### COSA FARE:
Modifica i dati seguenti sostituendo "photograph" con "image" ovunque compaia, senza cambiare nient'altro, e riscrivili per intero. Lascia fuori le immagini dalla risposta.

▶

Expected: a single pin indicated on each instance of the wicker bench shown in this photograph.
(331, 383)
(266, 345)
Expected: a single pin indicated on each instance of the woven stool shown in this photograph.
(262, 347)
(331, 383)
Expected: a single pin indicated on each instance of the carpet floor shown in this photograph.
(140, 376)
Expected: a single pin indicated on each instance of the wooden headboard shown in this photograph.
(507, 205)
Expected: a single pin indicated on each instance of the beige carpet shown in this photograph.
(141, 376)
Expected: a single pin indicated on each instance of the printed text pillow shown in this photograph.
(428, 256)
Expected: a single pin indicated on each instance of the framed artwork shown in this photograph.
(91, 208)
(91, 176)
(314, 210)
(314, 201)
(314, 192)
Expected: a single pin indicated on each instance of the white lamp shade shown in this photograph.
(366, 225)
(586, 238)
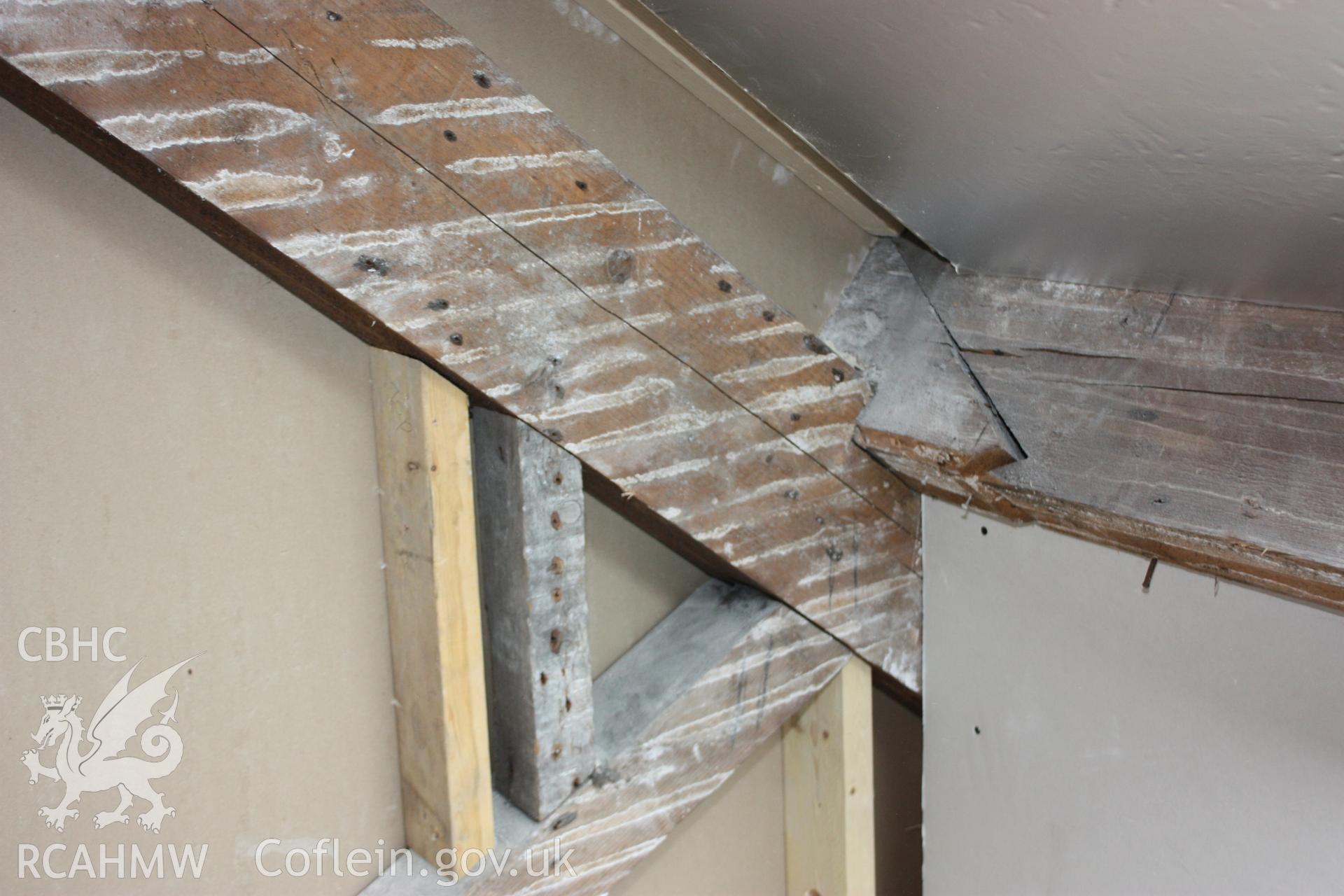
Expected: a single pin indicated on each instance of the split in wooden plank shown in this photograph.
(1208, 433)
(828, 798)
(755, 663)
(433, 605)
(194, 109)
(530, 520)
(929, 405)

◀

### RISPOSTA COMPLETA:
Expected: a single pin indicated on each instance of the wicker bench shown in this image.
(331, 383)
(266, 345)
Expected: a single pin indicated on each instance of the woven stool shown in this image.
(262, 347)
(331, 383)
Expected: a single pin indicated on each instance of the carpet floor shown in this image.
(140, 376)
Expected: a single pin indicated on each instance of the wooden headboard shown in this image.
(507, 205)
Expected: a single pin indicated on each instance of the beige carpet shown in this image.
(141, 376)
Expected: a single pin indicated on each instance of the printed text pillow shown in this image.
(428, 256)
Expected: a single pin indicated on each instance of the framed artwork shown in this image.
(91, 208)
(91, 176)
(314, 210)
(314, 201)
(314, 192)
Expected: a single pin indicated on each instance of the white lamp shade shown in this image.
(366, 225)
(586, 238)
Expected: a single pin indicated on each instance of the split in wooden plank shown in this image.
(1208, 433)
(828, 798)
(755, 663)
(433, 605)
(194, 109)
(530, 520)
(929, 405)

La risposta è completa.